» **Work item**:
Your answer should repeat every line of the records below in which the word "segment" appears.

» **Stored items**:
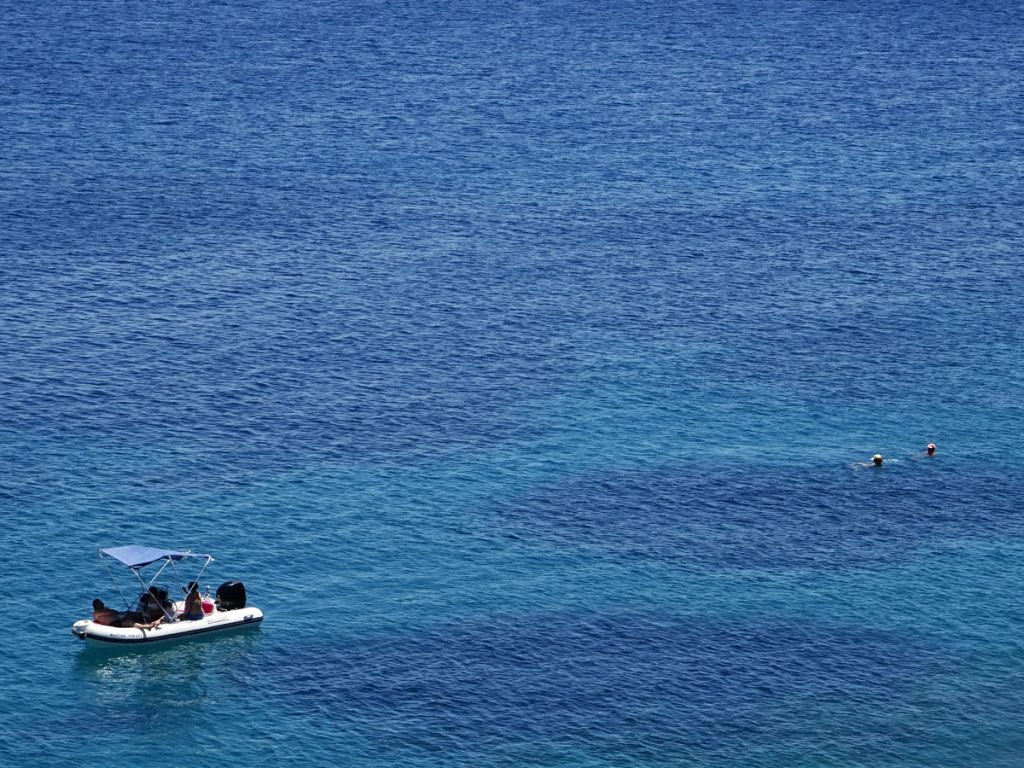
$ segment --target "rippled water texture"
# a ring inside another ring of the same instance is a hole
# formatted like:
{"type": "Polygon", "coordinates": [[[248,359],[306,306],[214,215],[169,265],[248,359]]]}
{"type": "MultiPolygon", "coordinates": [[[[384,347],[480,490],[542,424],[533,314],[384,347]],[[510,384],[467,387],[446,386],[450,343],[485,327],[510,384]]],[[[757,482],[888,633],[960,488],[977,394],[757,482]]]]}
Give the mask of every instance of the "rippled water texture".
{"type": "Polygon", "coordinates": [[[0,0],[4,764],[1021,765],[1024,18],[749,5],[0,0]]]}

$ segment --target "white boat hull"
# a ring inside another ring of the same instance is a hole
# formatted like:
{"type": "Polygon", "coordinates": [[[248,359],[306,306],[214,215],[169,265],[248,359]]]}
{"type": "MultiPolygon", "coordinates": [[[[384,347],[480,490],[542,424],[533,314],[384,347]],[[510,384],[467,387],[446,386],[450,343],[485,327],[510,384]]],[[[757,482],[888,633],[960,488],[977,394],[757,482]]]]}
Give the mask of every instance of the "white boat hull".
{"type": "Polygon", "coordinates": [[[142,645],[167,640],[181,640],[186,637],[209,636],[216,632],[250,627],[263,621],[259,608],[236,608],[231,611],[214,611],[201,619],[165,621],[152,629],[132,627],[111,627],[97,624],[91,619],[82,619],[71,625],[71,632],[79,639],[93,645],[142,645]]]}

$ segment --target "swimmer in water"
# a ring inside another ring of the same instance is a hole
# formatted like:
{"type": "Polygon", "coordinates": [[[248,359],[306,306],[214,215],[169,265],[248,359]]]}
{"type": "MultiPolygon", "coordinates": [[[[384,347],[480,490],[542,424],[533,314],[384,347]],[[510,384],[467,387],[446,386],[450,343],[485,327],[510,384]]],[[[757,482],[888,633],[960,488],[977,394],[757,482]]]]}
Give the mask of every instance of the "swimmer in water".
{"type": "Polygon", "coordinates": [[[923,459],[923,458],[926,458],[928,456],[934,456],[934,455],[935,455],[935,443],[928,443],[928,445],[926,445],[924,447],[923,451],[920,451],[918,453],[913,454],[910,458],[916,460],[916,459],[923,459]]]}
{"type": "Polygon", "coordinates": [[[871,457],[871,461],[855,461],[850,466],[854,469],[860,469],[861,467],[880,467],[885,458],[880,453],[876,453],[871,457]]]}

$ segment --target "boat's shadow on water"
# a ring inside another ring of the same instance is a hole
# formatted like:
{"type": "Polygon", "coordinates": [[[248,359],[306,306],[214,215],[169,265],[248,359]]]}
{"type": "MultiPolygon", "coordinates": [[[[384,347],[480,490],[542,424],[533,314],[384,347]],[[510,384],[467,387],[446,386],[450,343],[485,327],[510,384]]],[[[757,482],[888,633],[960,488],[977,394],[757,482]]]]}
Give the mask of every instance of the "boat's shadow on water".
{"type": "Polygon", "coordinates": [[[94,686],[99,699],[126,697],[162,706],[188,706],[207,697],[211,682],[247,668],[260,642],[259,627],[230,635],[195,637],[152,646],[85,645],[74,663],[77,680],[94,686]]]}

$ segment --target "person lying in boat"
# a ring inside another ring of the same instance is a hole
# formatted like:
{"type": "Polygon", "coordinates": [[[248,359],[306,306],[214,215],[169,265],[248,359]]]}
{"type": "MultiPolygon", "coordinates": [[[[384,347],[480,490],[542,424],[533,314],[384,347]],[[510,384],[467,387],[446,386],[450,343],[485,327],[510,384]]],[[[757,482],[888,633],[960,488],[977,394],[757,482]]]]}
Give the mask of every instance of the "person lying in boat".
{"type": "Polygon", "coordinates": [[[113,608],[107,608],[98,597],[92,601],[92,620],[97,624],[105,624],[108,627],[116,627],[121,620],[121,612],[113,608]]]}
{"type": "Polygon", "coordinates": [[[108,627],[129,627],[133,629],[152,629],[157,626],[164,617],[155,621],[146,621],[141,613],[135,611],[115,611],[103,604],[98,597],[92,601],[92,620],[97,624],[105,624],[108,627]]]}
{"type": "Polygon", "coordinates": [[[199,585],[190,581],[185,587],[185,608],[178,617],[179,620],[195,621],[203,618],[203,598],[199,594],[199,585]]]}

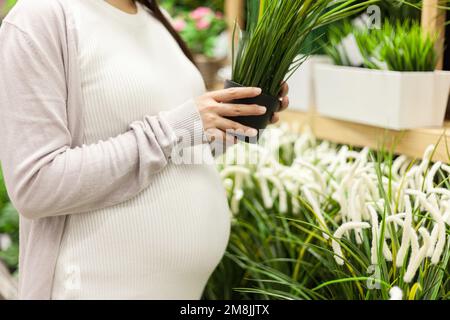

» **Solution for this task**:
$ segment --target "rippled water texture"
$ segment --target "white boat hull"
$ segment --target "swimmer in water"
$ segment --target "boat's shadow on water"
$ segment --target "person lying in boat"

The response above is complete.